◆ **WHAT THE TASK REQUIRES**: Rewrite the stretch of material that opens at its very beginning and closes with the line containing "[0,443,571,495]", keeping every request line. Move each bounding-box coordinate in it up by 121.

◆ **SUPPLIED RECORDS**:

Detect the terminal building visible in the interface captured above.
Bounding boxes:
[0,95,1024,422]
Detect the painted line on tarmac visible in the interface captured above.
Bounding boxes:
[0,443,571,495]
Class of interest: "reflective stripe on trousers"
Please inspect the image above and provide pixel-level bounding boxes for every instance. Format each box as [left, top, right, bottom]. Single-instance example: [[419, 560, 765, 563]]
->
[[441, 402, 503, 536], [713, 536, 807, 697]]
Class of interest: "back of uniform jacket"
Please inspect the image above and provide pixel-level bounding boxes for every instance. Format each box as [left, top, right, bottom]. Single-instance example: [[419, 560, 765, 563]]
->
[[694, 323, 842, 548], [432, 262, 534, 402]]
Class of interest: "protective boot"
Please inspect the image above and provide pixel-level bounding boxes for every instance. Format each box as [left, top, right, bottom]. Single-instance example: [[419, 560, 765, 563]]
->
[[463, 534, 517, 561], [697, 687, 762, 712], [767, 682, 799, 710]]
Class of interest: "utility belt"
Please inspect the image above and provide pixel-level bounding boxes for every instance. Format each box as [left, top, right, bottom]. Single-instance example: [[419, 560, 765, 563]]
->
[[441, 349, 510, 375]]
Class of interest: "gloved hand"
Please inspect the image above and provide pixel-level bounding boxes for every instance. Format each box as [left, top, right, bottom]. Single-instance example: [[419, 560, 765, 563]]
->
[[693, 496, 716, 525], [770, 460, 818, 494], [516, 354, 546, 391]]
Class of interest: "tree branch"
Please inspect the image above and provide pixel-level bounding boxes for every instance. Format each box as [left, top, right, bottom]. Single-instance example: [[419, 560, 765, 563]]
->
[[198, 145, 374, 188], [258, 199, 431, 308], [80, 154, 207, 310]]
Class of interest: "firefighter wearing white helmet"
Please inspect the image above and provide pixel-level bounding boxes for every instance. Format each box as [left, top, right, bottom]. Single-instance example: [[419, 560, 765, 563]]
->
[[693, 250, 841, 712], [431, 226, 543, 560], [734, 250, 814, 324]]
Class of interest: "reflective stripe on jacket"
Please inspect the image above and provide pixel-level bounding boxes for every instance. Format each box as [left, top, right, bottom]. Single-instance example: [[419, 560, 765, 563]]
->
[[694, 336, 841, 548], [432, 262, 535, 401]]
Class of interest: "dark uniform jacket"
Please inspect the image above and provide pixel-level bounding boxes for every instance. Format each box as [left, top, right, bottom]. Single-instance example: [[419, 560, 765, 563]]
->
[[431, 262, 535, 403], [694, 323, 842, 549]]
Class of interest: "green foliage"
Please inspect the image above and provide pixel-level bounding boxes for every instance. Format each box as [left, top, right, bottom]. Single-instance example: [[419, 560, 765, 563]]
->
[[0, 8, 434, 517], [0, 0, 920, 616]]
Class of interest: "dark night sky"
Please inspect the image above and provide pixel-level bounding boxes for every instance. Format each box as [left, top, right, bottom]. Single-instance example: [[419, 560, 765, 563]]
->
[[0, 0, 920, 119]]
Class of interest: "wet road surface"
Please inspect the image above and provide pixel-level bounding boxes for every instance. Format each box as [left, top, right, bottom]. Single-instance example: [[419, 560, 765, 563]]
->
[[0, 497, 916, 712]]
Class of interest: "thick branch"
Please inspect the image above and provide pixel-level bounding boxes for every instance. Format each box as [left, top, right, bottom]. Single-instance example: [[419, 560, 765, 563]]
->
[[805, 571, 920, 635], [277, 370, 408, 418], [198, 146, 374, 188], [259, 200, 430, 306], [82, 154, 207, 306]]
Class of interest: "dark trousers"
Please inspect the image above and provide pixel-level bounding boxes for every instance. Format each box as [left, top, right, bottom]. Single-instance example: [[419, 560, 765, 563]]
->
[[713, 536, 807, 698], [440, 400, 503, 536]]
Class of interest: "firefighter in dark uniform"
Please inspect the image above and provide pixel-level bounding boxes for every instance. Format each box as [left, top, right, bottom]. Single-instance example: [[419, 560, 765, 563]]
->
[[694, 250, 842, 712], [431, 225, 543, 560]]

◆ **RESPONSE TO THIS EXERCISE**:
Detect the terminal building visible in the interface captured above.
Bounding boxes:
[121,216,1145,543]
Detect the painted line on tarmac visible in the interface captured above.
Bounding boxes:
[121,564,692,616]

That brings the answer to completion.